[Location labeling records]
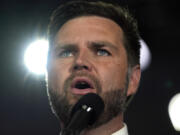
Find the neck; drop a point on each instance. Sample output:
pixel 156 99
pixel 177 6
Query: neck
pixel 106 129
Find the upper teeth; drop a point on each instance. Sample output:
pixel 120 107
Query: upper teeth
pixel 82 85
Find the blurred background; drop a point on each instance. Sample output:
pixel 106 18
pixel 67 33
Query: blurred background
pixel 24 107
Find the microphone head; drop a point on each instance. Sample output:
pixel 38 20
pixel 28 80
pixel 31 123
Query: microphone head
pixel 90 100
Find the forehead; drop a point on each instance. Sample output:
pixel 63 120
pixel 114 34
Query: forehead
pixel 91 28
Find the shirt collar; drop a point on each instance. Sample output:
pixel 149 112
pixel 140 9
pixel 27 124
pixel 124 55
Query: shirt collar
pixel 122 131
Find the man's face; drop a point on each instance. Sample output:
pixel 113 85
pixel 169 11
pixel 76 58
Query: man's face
pixel 88 56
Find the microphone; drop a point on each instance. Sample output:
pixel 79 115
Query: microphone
pixel 85 112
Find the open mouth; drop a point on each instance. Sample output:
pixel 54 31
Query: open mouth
pixel 82 86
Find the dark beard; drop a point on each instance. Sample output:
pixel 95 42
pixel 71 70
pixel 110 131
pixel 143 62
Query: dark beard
pixel 114 101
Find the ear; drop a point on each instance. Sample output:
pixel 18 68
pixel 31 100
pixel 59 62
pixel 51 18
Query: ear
pixel 134 79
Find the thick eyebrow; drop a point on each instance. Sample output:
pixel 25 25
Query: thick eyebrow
pixel 59 47
pixel 100 44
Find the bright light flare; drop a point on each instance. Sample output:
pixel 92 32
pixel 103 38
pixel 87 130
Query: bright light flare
pixel 35 57
pixel 145 55
pixel 174 111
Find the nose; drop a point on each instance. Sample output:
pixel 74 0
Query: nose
pixel 82 62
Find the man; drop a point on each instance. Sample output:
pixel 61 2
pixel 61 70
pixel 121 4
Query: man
pixel 94 48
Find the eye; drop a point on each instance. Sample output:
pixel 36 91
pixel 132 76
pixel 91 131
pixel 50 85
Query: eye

• Task details
Copy each line above precisely, dropping the pictures.

• Answer below
Find the neck; drop a point on each instance. Sample output:
pixel 156 99
pixel 177 6
Query: neck
pixel 106 129
Find the upper teeth; drop a point on each instance. Sample output:
pixel 120 107
Query: upper teeth
pixel 82 85
Find the blurred background; drop a point on each instance. Sample output:
pixel 106 18
pixel 67 33
Query: blurred background
pixel 24 107
Find the microphone head; drop a point on each instance. Sample output:
pixel 38 20
pixel 28 80
pixel 31 123
Query: microphone head
pixel 90 100
Find the forehead; drop a point on each instance. Sample output:
pixel 63 120
pixel 114 34
Query: forehead
pixel 91 28
Find the shirt collar; drop a point on each instance. Sample output:
pixel 149 112
pixel 140 9
pixel 27 124
pixel 124 55
Query: shirt collar
pixel 122 131
Find the man's face; drop a point on each instance. Sample output:
pixel 113 85
pixel 169 11
pixel 76 58
Query: man's face
pixel 88 56
Find the microphone; drop a point on each instance. Sample output:
pixel 79 115
Query: microphone
pixel 85 112
Find the open mouth; drop a point on each instance. Sample output:
pixel 54 31
Query: open mouth
pixel 82 86
Find the dark beard; drop a point on each instance. Sample output:
pixel 95 42
pixel 71 70
pixel 110 131
pixel 143 62
Query: dark beard
pixel 114 101
Find the ear; drop a point on each instance. Sample output:
pixel 18 68
pixel 31 100
pixel 59 62
pixel 51 18
Query: ear
pixel 134 79
Find the thick eyebrow; drop a point on each instance. Sample output:
pixel 25 25
Query: thick eyebrow
pixel 59 47
pixel 100 44
Find the bright light flare; drop a point on each instance. Sample output:
pixel 92 32
pixel 103 38
pixel 87 130
Query: bright light flare
pixel 35 57
pixel 145 55
pixel 174 111
Find the nose; drop a point on each instance. Sample output:
pixel 74 0
Query: nose
pixel 82 62
Find the man; drop a point on each instance. Sample output:
pixel 61 2
pixel 61 70
pixel 121 4
Query: man
pixel 94 48
Find the eye; drop a point on each instance. Sample output:
pixel 36 91
pixel 132 76
pixel 91 131
pixel 50 85
Query: eye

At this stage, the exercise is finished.